**Quoted text**
# # #

UFC 45: Revolution was a mixed martial arts event held by the Ultimate Fighting Championship on November 21, 2003, at the Mohegan Sun Casino in Uncasville, Connecticut. The event was broadcast live on pay-per-view in the United States, and later released on DVD.

History
This event marked the 10th anniversary of the UFC and to celebrate the anniversary the UFC inaugurated its Hall of Fame, with Royce Gracie and Ken Shamrock as the first inductees. UFC President Dana White said; "We feel that no two individuals are more deserving than Royce and Ken to be the charter members. Their contributions to our sport, both inside and outside the Octagon, may never be equaled.”

In addition, ten fighters were chosen by fans to receive a Viewer's Choice Award during the event; they were Royce Gracie, Ken Shamrock, Randy Couture, Tank Abbott, Mark Coleman, Pat Miletich, Marco Ruas, Dan Severn, Don Frye and Oleg Taktarov.

# # #

**Records**

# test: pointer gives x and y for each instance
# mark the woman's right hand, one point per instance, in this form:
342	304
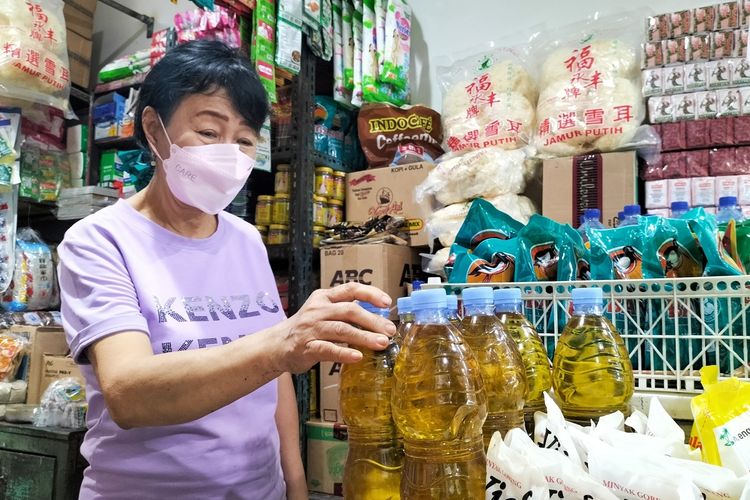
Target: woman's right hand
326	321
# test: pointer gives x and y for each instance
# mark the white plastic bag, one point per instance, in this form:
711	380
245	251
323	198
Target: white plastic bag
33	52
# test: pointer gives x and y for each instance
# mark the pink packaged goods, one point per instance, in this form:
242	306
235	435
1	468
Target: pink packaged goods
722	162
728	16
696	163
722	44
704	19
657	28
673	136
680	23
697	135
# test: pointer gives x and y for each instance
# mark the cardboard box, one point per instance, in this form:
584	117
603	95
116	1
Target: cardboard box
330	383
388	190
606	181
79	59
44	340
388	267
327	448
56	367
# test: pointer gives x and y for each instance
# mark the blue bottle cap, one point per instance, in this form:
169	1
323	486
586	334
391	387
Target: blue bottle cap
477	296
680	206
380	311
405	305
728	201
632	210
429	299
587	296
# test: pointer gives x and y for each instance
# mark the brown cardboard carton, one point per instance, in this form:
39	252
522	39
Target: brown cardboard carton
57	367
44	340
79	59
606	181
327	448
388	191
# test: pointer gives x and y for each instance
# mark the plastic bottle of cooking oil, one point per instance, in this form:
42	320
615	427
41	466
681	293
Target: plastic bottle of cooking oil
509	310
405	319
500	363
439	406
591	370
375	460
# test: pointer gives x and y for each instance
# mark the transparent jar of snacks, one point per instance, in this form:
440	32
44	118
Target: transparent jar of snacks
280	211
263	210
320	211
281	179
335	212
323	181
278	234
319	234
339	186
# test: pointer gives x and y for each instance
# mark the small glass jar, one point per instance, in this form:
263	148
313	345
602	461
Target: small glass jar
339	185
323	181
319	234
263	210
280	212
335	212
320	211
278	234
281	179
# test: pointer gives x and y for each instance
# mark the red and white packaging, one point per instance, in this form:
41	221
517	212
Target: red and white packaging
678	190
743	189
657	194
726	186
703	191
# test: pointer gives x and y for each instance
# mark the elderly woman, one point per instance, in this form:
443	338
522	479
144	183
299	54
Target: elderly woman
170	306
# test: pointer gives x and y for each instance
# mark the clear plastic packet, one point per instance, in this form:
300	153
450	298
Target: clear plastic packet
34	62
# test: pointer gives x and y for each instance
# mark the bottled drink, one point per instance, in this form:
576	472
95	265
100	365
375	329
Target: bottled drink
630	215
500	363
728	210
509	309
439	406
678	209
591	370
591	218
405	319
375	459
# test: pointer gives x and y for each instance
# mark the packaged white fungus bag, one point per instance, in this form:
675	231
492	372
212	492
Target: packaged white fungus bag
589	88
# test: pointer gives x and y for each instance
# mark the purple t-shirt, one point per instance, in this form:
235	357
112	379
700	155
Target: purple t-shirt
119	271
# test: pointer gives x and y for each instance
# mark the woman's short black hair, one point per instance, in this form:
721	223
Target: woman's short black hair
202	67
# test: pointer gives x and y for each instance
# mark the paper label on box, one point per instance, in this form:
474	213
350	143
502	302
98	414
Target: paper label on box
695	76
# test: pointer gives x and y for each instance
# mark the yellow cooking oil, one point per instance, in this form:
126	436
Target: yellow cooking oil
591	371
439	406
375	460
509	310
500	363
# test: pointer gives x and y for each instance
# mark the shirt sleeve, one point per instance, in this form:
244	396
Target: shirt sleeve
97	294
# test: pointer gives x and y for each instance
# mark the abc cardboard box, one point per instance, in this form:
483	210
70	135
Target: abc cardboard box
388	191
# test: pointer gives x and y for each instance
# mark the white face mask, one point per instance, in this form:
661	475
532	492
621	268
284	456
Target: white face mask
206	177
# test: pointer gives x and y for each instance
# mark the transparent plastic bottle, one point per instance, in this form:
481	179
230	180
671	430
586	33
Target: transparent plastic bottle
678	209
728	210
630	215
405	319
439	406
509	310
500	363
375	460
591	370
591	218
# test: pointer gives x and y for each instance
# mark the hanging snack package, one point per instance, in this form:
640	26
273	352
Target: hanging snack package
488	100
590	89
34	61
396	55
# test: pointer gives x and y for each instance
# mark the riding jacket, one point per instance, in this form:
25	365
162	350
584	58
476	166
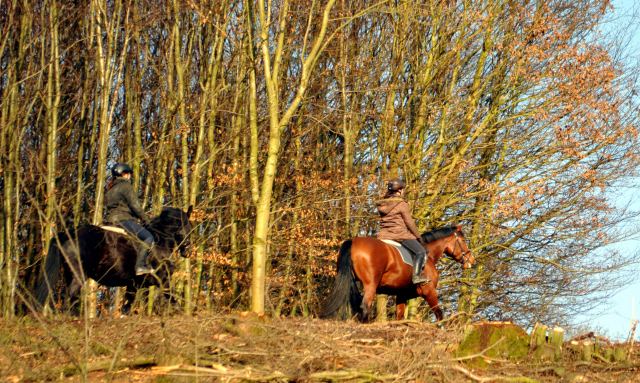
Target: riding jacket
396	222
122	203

# # #

**Task set**
(A) Translate this sentence from the UFC 45 text into Spanish: "The event was broadcast live on pay-per-view in the United States, and later released on DVD."
(B) For each statement, say whether the UFC 45 text agrees, and quote the words that decide it: (i) The event took place at a casino in Connecticut. (ii) Royce Gracie and Randy Couture were the first Hall of Fame inductees. (iii) A panel of judges picked the ten fighters for the Viewer's Choice Award.
Answer from the text only, not from the material.

**Responses in order**
(A) El evento se transmitió en vivo por pago por visión en los Estados Unidos y más tarde se lanzó en DVD.

(B)
(i) Yes: "at the Mohegan Sun Casino in Uncasville, Connecticut"
(ii) No: "with Royce Gracie and Ken Shamrock as the first inductees"
(iii) No: "ten fighters were chosen by fans"